Region labeling entries

------------

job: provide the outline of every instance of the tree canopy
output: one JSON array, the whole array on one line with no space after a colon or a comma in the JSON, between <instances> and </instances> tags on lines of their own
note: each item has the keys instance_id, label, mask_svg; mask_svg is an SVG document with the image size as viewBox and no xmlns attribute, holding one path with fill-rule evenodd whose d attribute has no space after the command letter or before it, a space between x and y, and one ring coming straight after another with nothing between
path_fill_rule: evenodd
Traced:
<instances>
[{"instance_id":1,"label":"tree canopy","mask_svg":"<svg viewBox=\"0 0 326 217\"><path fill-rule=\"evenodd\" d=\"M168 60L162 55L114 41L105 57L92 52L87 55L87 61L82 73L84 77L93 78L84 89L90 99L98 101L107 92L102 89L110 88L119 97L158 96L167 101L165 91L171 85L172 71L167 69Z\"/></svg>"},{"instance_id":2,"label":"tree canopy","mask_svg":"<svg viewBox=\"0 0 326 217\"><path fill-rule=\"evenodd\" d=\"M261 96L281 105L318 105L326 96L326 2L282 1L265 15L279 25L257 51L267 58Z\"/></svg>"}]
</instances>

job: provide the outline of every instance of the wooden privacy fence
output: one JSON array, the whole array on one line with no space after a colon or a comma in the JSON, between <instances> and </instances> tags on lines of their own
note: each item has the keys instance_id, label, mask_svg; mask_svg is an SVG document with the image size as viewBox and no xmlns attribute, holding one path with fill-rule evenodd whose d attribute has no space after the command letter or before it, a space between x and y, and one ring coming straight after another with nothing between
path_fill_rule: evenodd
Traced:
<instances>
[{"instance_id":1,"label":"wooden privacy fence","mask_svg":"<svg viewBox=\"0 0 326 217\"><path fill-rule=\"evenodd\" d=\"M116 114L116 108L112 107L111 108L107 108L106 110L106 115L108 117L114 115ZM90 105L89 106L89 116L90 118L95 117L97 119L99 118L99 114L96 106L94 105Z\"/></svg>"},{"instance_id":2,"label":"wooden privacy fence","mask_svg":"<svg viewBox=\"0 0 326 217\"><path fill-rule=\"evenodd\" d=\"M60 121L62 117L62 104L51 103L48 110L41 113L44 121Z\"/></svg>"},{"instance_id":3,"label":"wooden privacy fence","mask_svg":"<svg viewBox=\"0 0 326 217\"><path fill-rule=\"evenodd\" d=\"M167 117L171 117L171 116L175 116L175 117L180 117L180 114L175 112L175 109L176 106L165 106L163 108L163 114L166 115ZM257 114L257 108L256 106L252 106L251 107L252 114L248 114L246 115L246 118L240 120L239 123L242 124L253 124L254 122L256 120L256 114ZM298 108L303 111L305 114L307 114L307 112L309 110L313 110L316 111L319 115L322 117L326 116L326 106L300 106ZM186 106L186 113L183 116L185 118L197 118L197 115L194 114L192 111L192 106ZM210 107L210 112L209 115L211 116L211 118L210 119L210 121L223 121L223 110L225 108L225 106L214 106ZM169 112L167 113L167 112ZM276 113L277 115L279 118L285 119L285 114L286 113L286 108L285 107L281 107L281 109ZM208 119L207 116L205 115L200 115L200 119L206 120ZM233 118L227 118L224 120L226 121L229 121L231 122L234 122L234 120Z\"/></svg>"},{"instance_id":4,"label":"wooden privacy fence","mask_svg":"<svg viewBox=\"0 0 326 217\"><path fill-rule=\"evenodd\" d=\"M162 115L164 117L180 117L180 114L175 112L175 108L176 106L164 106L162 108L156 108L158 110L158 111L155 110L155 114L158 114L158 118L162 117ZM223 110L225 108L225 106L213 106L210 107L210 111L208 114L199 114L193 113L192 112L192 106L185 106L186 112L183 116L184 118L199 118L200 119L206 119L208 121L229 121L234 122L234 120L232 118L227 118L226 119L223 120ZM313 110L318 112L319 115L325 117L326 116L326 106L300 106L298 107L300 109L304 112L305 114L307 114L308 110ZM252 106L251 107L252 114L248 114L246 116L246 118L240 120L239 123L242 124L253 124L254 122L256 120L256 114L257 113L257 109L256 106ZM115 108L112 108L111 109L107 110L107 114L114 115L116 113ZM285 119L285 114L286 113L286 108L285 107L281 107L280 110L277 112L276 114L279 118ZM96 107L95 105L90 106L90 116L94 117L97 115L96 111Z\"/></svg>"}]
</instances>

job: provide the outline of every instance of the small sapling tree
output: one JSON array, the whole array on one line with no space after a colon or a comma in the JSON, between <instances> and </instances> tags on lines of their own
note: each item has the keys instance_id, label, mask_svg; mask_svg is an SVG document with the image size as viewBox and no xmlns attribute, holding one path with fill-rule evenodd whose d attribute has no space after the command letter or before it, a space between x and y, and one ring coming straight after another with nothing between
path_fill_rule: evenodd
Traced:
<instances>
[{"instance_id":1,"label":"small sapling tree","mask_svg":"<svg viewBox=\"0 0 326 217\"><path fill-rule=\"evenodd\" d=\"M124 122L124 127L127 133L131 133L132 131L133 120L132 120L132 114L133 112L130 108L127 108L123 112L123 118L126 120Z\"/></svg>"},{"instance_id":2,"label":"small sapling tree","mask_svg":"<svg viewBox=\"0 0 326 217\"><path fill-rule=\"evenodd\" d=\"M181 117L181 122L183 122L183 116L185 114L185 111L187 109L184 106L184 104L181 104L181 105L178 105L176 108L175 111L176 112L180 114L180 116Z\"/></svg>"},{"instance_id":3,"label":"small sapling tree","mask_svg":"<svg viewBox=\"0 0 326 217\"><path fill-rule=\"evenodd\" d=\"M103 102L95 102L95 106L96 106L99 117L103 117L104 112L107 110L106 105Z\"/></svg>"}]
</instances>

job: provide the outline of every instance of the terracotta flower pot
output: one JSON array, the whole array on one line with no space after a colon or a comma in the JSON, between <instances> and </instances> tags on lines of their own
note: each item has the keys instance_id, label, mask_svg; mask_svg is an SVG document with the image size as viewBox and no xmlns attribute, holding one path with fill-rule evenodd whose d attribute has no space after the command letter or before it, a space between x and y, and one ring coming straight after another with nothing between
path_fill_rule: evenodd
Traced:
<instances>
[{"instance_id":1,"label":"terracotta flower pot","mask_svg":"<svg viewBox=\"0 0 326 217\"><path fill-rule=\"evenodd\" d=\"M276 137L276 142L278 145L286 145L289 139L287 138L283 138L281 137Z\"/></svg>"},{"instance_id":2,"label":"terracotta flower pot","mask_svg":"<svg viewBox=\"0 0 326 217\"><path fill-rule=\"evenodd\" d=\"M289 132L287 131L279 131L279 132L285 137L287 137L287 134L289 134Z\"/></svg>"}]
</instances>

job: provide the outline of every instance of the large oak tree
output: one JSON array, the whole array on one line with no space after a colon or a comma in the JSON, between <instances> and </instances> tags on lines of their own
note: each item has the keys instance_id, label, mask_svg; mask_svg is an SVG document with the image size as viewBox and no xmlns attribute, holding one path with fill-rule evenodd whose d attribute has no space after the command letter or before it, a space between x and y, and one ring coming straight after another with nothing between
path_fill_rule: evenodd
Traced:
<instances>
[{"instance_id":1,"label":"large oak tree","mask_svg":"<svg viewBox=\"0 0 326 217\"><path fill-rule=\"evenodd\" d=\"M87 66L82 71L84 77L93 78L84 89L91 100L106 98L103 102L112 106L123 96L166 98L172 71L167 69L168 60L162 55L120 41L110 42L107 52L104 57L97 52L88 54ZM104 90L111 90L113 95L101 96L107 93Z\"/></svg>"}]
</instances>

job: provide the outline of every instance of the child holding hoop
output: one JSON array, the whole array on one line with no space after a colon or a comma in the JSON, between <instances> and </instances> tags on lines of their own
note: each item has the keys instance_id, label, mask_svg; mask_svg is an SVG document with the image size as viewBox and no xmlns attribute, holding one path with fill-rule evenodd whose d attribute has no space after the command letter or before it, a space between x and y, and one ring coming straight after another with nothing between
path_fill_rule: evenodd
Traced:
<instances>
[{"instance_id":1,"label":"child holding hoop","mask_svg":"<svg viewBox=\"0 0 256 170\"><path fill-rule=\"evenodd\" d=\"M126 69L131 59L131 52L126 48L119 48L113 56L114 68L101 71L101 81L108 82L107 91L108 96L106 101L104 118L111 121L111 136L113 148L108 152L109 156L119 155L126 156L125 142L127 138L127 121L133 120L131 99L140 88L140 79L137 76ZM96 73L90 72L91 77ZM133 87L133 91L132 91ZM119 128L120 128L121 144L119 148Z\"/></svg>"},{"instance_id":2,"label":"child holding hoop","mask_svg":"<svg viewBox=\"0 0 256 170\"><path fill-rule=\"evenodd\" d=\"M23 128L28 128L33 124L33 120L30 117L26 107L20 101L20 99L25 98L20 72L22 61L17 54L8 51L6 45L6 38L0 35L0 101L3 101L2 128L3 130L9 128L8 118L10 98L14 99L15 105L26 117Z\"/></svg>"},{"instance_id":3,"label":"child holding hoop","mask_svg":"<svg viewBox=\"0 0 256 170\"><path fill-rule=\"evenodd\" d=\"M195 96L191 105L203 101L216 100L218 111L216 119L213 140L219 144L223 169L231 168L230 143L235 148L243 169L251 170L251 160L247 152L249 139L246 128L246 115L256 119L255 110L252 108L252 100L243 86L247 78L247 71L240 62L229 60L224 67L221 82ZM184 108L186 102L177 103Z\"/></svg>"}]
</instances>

------------

■ Short problem
Only the lines from the one containing "job: provide the outline of every instance of the child" to the end of the listing belong in the output, each reproduced exactly.

■ Reply
job: provide the outline of every instance of the child holding hoop
output: one JSON array, the whole array on one line with no space after a colon or a comma in the JSON, between <instances> and </instances> tags on lines of their own
note: each item has the keys instance_id, label, mask_svg; mask_svg is an SVG document with the image size as viewBox and no xmlns attribute, holding one path with fill-rule evenodd whose d attribute has no space after the command letter or before it, a space between x and y, and one ring coming straight after another with nothing between
path_fill_rule: evenodd
Traced:
<instances>
[{"instance_id":1,"label":"child holding hoop","mask_svg":"<svg viewBox=\"0 0 256 170\"><path fill-rule=\"evenodd\" d=\"M126 69L131 59L131 52L126 48L119 48L113 56L114 68L101 71L101 81L108 82L107 91L108 96L106 101L104 118L111 121L111 136L113 148L108 152L109 156L119 155L126 156L125 142L127 138L127 121L133 120L131 99L140 88L140 79L137 76ZM96 73L90 72L91 77ZM133 87L133 91L132 91ZM119 128L120 128L121 144L119 148Z\"/></svg>"},{"instance_id":2,"label":"child holding hoop","mask_svg":"<svg viewBox=\"0 0 256 170\"><path fill-rule=\"evenodd\" d=\"M23 128L28 128L33 124L33 120L30 117L26 107L20 101L20 99L25 98L20 72L22 61L17 54L8 51L6 45L6 38L0 35L0 101L3 101L2 128L3 130L9 128L8 118L10 98L14 99L15 105L26 117Z\"/></svg>"},{"instance_id":3,"label":"child holding hoop","mask_svg":"<svg viewBox=\"0 0 256 170\"><path fill-rule=\"evenodd\" d=\"M195 96L191 105L203 101L216 100L218 111L216 119L213 140L219 144L223 169L231 168L230 143L235 148L243 169L251 170L251 160L247 152L249 139L246 128L246 115L256 119L255 110L252 108L252 100L243 86L247 78L247 71L240 62L229 60L224 67L221 82ZM184 108L186 102L177 103Z\"/></svg>"}]
</instances>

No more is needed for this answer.